* **Aim of the exercise**
Rewrite every item below with "annotate" changed to "mark" and nothing else altered, and omit the pictures from your version.

* **Record excerpts**
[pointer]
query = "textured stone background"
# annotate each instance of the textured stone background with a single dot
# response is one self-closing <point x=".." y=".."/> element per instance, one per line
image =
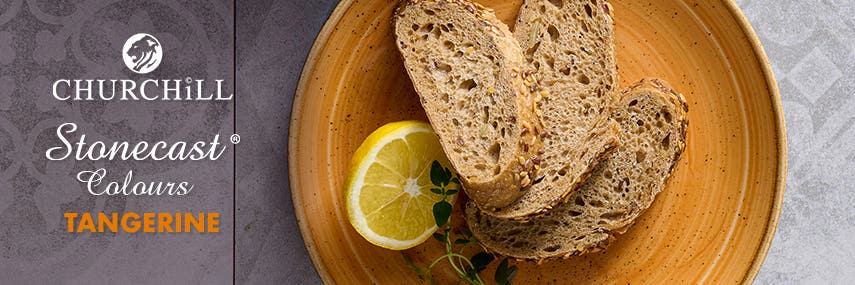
<point x="811" y="44"/>
<point x="42" y="41"/>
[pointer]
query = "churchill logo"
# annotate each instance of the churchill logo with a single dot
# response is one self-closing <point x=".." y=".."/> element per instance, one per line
<point x="142" y="53"/>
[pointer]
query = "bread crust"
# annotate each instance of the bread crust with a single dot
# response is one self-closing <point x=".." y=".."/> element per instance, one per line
<point x="517" y="159"/>
<point x="587" y="222"/>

* **In response**
[pointer]
query = "textured stone background"
# mark each instance of the textured stone background with a single dot
# response is one self-closing <point x=".." y=".."/> element per instance, one per line
image =
<point x="811" y="44"/>
<point x="42" y="41"/>
[pointer]
query = "churchill logo"
# mark each instance of the churchill logo with a single dot
# response is one self-closing <point x=".." y=".."/> element per instance, one per line
<point x="142" y="53"/>
[pointer]
query = "bread crust"
# mark each instance of the bread crust with a single dot
# response is one self-closing <point x=".." y=".."/> element per instance, one per line
<point x="517" y="159"/>
<point x="587" y="222"/>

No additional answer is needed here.